TASK INSTRUCTIONS | Update the data from the line containing "Task: put a point on every instance of the ocean" through the end of the data, inclusive, replacing "navy" with "dark blue" and leaving everything else unchanged. Return only those lines.

GIVEN DATA |
☆ ☆ ☆ ☆
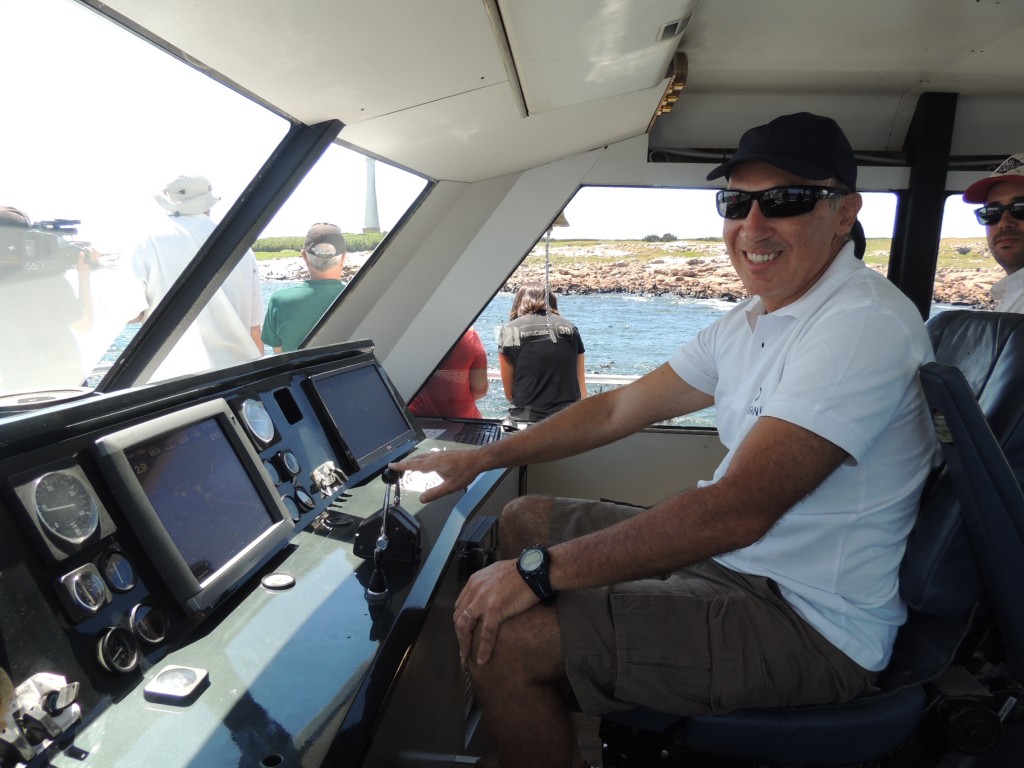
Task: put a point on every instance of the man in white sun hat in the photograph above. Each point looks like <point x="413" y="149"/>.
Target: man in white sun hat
<point x="1001" y="196"/>
<point x="227" y="331"/>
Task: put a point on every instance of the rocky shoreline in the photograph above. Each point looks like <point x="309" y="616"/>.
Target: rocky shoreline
<point x="630" y="268"/>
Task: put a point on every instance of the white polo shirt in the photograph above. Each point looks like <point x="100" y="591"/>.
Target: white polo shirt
<point x="220" y="335"/>
<point x="841" y="361"/>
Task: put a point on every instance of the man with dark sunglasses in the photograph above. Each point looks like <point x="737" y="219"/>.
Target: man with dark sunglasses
<point x="774" y="583"/>
<point x="1003" y="216"/>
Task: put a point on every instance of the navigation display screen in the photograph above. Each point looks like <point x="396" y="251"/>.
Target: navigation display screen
<point x="202" y="495"/>
<point x="196" y="494"/>
<point x="359" y="403"/>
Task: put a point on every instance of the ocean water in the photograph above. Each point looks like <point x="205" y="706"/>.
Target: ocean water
<point x="624" y="335"/>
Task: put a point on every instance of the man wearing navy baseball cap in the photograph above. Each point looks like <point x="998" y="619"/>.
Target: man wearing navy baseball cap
<point x="774" y="582"/>
<point x="1001" y="212"/>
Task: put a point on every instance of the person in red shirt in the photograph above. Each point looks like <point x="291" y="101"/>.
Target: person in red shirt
<point x="459" y="381"/>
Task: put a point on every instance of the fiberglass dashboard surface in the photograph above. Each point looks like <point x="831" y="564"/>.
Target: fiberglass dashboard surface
<point x="177" y="578"/>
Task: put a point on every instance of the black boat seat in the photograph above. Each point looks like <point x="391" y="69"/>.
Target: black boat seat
<point x="939" y="580"/>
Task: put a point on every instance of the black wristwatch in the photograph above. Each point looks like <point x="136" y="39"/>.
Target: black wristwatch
<point x="534" y="565"/>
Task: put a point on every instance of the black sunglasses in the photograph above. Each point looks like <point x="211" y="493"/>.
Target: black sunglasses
<point x="777" y="203"/>
<point x="989" y="215"/>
☆ ☆ ☆ ☆
WRITTEN SOLUTION |
Task: put a point on every instance of the ocean water in the photograph above. Each point looks like <point x="205" y="706"/>.
Target: ocean water
<point x="624" y="335"/>
Task: put a point on every instance of the man wearing dark blue baseball cap in the photograph above. Each point looks like <point x="998" y="619"/>.
Target: man wearing dark blue baseball cap
<point x="774" y="582"/>
<point x="1001" y="212"/>
Task: put a point on every instance of the person in red shirt in the photograph above. Each point looks like <point x="291" y="101"/>.
Target: person in red shirt
<point x="459" y="381"/>
Task: put a point on every instance of the fiberglass dashboard surface in the photograph above. Each point looks like <point x="831" y="564"/>.
Target: fiberglass dashboard surface
<point x="177" y="578"/>
Task: put a point on every instance of the black boat seat in the photograph above. Each point looks like <point x="391" y="69"/>.
Target: black boat seat
<point x="939" y="580"/>
Task: put a point on every instance of the black wristwatch in the photograph above. Each point looks like <point x="136" y="39"/>.
Target: black wristwatch
<point x="534" y="565"/>
Task: put a point on every instance of the black sunglasses in the photograph above. Each point looks like <point x="211" y="493"/>.
Target: black sunglasses
<point x="777" y="203"/>
<point x="989" y="215"/>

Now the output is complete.